次に答えよ:
A) 本文の筆者は、なぜ採点基準を変更したのか。本文に即して1〜3文で説明せよ。
B) 次の(i)〜(iii)が本文の内容と合っているかどうかを「はい」か「いいえ」で答え、判断の根拠となる本文の語句をそのまま引用せよ。
(i) 2回生の情報学科では、C判定の比率がA判定やB判定よりも高い。
(ii) 採点基準の変更で、D判定はB判定と読み換えられた。
(iii) 数学科のA評価取得者率は、情報学科の2倍に満たない。

本文:
-*-

私は情報の学生には冷たいから、5割でも何でも落してやれ!数学の3割 の諸君には涙を飲んでもらおうという衝動に駆られるが、それでは色々まずい だろうという「高度な政治的判断」から採点基準を変更することにした。結局 D,C,B判定をそれぞれ単純にC,B,A判定と読み換えることにしたら、「教育的観 点からして望ましい成績分布」が得られた。

もう少し細かく見てみよう。2回生だけで考えると情報学科はA, B, C判定 の比率がそれぞれ15%, 30%, 55%. 数学科は47%, 23%, 30 %. A評価取得者率が、数学科は情報学科の3倍以上というのは、数学科の学 生諸君の面目躍如といったところであろう。A評価取得者は、ほぼ「高校数学 を理解し、さらにその先の数学を学ぶ素養を持った者」。B評価取得者は、ほ ぼ「受験勉強で一定の成果を上げたものの、実は高校数学をほとんど理解して いない者」。C評価取得者は、ほぼ「わけのわからないままに受験勉強をし、 どうにか入試だけはクリアした者」あるいは「単なる怠け者」。以上のように 解釈すると、日頃情報学科と数学科の学生についてなんとなく感じている事と ぴったり合うので、極めて腑に落ちる結果と言えよう。

-*-

提供データ:
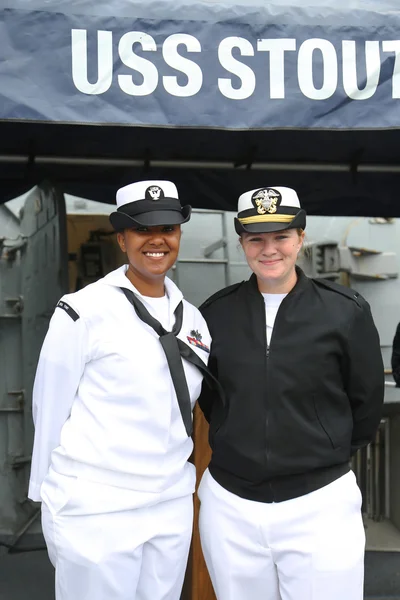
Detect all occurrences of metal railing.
[352,419,390,521]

-*-

解答例:
A) 筆者は、衝動にまかせて学生を落としたくなった。しかしそれでは色々まずいだろうという「高度な政治的判断」から、採点基準を変更した。

B)
(i) はい。「情報学科はA, B, C判定 の比率がそれぞれ15%, 30%, 55%」
(ii) いいえ。「D,C,B判定をそれぞれ単純にC,B,A判定と読み換えることにした」
(iii) いいえ。「A評価取得者率が、数学科は情報学科の3倍以上」